BRANO SCELTO:
Come esempio si possono citare due episodi, uno dell’infanzia e uno della vita adulta, che descrive in prima persona. L’episodio dell’infanzia si riferisce ad un’occasione in cui la madre vuole che indossi un vestito di “lunghezza decente”: “Mi sento schiacciata, immiserita… Mi vuol costringere e chiudere nell’influenza degli abiti, impedirmi tutto un modo di fare e perfino di essere… Dentro a quegli abiti assumo delle arie da ragazzina per bene, innocente e brava; devo essere una ragazzina per bene, innocente e brava da sentirne tutto il peso.” Ciò che colpisce è la dolorosa consapevolezza di come l’abito possa essere uno strumento di repressione, di rimozione della sua vera natura, di manipolazione del suo essere, affinchè diventi quello che la società con la sua cultura si aspetta da lei: “Io, non sono io nei miei vestiti, nei miei atteggiamenti, non sono per niente contenta di me, una fanciulla così antipatica mi sento, con quel lavoro all’uncinetto sempre in mano per far contenta la mamma, per la gioia del papà, dei fratelli, della zia, dello zio…”

MATERIALE PRESENTATO:
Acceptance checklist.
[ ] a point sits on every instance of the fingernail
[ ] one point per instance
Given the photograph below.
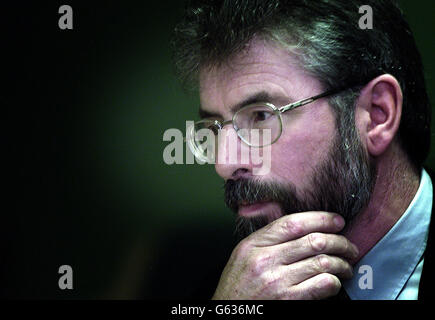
(339, 221)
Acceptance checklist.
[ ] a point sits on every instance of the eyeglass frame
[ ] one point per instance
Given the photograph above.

IL TUO COMPITO:
Riassumi più brevemente il paragrafo del brano che comincia con «Come esempio si possono citare», conservandone i fatti principali.

COMPITO SVOLTO:
Si citano due episodi narrati in prima persona, uno dell'infanzia e uno della vita adulta. In quello dell'infanzia la madre vuole che indossi un vestito di "lunghezza decente". Lei si sente schiacciata e costretta a comportarsi da ragazzina per bene, innocente e brava. Colpisce la dolorosa consapevolezza che l'abito possa reprimere e manipolare la sua vera natura, per renderla ciò che la società si aspetta da lei. Non si riconosce nei propri vestiti e atteggiamenti. Non è contenta di sé e tiene sempre in mano il lavoro all'uncinetto per far contenti i familiari.